▶ [Excerpt to read]
=-=-=-=-=

The New York state legislature has passed a bill to make Diwali a school holiday in the city. Assemblywoman Jenifer Rajkumar introducing the bill said, “It is long past time to honour” the “vibrant cultural heritage” of the South Asian, Indo-Caribbean, Hindu, Sikh, Jain, and Buddhist communities by making Diwali a School Holiday.
Both the Senate and the Assembly voted the bill before they ended their session early Saturday morning, June 10, 2023, and it now goes to Governor Kathy Hochul for her expected signature to make it law.
An estimated 200,000 students from these communities will be able to celebrate the Festival of Lights in their own way, free of school.
“As the first Hindu-American and South Asian-American woman elected to state office in New York, I take special pride in advocating for new American communities, including those that celebrate Diwali,” Rajkumar said.
Two earlier attempts to pass the legislation in 2021 and 2022 did not succeed.
The bill overcame a last-minute hurdle after the bill’s sponsors, Rajkumar and State Senator Joseph Adabo dropped a proposal to have Diwali replace the Brooklyn-Queens Day holiday and leave it to the discretion of the city.
Diwali may instead replace an obscure holiday, Anniversary Day, to maintain the required 180 days of class required every year.
In February, New York City Council passed a resolution proposed by Councilwoman Linda Lee to make Diwali a school holiday, but it needed state-level approval.
New York Mayor Eric Adams has supported the legislation, unlike his predecessors, as has Schools Chancellor David Banks.
The New York Legislature also passed a bill to make the Lunar New Year a state-wide school holiday.

=-=-=-=-=

Entries drawn from a collection:
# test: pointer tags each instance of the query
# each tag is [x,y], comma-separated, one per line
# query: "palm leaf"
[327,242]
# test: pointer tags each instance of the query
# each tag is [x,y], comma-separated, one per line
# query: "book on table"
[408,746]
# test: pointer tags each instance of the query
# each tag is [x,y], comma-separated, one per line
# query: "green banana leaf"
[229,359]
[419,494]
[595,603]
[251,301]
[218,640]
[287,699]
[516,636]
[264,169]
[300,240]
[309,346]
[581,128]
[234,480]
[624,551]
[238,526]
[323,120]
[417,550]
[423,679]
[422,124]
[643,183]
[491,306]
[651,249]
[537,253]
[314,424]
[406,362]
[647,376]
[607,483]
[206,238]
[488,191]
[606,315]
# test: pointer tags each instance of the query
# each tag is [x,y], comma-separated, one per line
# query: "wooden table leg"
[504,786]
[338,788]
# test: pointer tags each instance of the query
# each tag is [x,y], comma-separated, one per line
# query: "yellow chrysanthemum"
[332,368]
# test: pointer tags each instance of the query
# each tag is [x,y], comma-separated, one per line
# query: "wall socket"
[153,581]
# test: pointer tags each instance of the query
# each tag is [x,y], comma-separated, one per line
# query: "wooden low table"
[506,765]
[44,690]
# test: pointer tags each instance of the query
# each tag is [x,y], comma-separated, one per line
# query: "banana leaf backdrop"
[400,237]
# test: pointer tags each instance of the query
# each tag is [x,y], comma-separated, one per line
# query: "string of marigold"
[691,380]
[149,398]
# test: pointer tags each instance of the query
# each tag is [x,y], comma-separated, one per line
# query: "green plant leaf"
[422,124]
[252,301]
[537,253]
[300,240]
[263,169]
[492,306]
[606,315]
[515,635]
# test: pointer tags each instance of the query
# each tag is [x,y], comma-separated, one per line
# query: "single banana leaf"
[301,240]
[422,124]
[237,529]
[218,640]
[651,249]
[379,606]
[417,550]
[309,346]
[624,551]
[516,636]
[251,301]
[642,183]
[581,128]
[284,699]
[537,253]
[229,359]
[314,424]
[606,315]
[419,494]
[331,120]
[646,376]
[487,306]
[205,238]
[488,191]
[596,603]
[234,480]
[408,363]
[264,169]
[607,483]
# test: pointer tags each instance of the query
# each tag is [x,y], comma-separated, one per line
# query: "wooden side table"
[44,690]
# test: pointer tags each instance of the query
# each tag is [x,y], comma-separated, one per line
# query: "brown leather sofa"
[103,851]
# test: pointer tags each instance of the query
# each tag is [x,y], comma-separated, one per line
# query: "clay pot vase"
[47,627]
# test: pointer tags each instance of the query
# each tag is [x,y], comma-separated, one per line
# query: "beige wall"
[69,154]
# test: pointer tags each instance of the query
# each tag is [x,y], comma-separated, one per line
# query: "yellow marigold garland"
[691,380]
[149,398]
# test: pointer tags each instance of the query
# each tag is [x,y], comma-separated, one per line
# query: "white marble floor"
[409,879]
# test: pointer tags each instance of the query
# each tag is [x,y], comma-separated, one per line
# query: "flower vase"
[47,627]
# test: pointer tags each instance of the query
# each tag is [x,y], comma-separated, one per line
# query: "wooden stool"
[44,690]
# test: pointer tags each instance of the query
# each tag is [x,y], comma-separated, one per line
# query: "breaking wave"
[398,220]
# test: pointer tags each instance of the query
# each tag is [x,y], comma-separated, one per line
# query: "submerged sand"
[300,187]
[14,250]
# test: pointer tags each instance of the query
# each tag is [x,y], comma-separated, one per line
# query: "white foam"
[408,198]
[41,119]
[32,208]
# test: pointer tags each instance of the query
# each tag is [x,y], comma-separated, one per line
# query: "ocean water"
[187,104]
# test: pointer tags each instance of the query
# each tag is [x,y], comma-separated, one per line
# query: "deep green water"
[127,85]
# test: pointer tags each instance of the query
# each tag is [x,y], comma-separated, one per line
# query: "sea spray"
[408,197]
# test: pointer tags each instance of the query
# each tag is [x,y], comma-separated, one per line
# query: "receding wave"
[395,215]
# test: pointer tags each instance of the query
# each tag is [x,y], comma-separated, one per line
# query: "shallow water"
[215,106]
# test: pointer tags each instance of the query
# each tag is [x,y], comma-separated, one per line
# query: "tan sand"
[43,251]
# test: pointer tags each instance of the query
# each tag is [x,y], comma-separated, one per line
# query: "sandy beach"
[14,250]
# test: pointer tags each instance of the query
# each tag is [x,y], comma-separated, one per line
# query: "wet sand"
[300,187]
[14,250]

=-=-=-=-=

▶ [Exercise] Please copy the Diwali holiday article in full, word for word. These rows have no connection to the Diwali holiday article.

▶ [Task response]
The New York state legislature has passed a bill to make Diwali a school holiday in the city. Assemblywoman Jenifer Rajkumar introducing the bill said, “It is long past time to honour” the “vibrant cultural heritage” of the South Asian, Indo-Caribbean, Hindu, Sikh, Jain, and Buddhist communities by making Diwali a School Holiday.
Both the Senate and the Assembly voted the bill before they ended their session early Saturday morning, June 10, 2023, and it now goes to Governor Kathy Hochul for her expected signature to make it law.
An estimated 200,000 students from these communities will be able to celebrate the Festival of Lights in their own way, free of school.
“As the first Hindu-American and South Asian-American woman elected to state office in New York, I take special pride in advocating for new American communities, including those that celebrate Diwali,” Rajkumar said.
Two earlier attempts to pass the legislation in 2021 and 2022 did not succeed.
The bill overcame a last-minute hurdle after the bill’s sponsors, Rajkumar and State Senator Joseph Adabo dropped a proposal to have Diwali replace the Brooklyn-Queens Day holiday and leave it to the discretion of the city.
Diwali may instead replace an obscure holiday, Anniversary Day, to maintain the required 180 days of class required every year.
In February, New York City Council passed a resolution proposed by Councilwoman Linda Lee to make Diwali a school holiday, but it needed state-level approval.
New York Mayor Eric Adams has supported the legislation, unlike his predecessors, as has Schools Chancellor David Banks.
The New York Legislature also passed a bill to make the Lunar New Year a state-wide school holiday.